Material provided ->

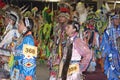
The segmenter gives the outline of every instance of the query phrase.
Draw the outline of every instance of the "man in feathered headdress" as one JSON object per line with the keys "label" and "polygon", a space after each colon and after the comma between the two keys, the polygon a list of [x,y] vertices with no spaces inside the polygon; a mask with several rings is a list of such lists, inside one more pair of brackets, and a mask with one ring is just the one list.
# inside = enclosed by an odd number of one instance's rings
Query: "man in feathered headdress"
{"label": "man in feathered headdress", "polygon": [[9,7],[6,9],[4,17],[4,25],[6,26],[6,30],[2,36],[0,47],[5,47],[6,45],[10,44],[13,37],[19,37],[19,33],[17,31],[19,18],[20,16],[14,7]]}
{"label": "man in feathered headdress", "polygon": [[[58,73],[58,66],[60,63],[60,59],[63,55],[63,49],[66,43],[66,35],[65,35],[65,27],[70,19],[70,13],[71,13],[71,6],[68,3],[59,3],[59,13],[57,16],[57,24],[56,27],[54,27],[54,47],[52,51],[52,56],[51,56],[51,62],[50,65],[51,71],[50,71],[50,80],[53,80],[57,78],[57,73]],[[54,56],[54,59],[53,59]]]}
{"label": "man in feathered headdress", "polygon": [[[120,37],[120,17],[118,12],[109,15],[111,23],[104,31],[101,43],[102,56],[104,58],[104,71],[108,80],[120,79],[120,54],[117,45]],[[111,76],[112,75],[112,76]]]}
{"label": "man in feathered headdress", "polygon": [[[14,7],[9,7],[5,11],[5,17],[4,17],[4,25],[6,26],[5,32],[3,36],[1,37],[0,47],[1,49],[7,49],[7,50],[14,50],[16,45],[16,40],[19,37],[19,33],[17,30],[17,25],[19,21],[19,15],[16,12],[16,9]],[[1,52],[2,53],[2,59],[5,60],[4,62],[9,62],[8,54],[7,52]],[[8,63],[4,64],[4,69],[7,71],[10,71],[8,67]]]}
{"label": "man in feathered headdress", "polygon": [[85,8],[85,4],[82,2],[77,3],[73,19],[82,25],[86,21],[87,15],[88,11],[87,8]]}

--

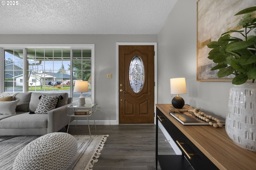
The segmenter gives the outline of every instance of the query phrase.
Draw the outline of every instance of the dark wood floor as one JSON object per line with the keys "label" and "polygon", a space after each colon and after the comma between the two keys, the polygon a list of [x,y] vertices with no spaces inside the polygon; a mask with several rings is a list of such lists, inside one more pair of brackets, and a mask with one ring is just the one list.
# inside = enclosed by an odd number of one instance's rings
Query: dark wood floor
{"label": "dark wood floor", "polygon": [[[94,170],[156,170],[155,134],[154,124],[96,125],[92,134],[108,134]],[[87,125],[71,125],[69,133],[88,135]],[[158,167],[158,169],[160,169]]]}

Set task -> Which lines of the listing above contain the string "after", matching case exactly? Copy out each of those lines.

Reply to the exercise ->
Draw the outline of every instance of the "man in feathered headdress" as one JSON object per line with the keys "label" and "polygon", a space after each colon and after the comma between the two keys, the polygon a list of [x,y] vertices with no spaces inside the polygon; a mask with several rings is a list of such lists, inside one more pair of brackets, and a mask with one ring is just the one list.
Draw the outline of every instance of the dark wood floor as one JSON object per line with the keys "label" and "polygon", a space after each colon and after the comma between the two keys, the polygon a list of [x,y] vertices with no spaces inside the polygon; a mask with several rings is a list of such lists, inside one more pair of brackets, and a mask with one ring is just the one list.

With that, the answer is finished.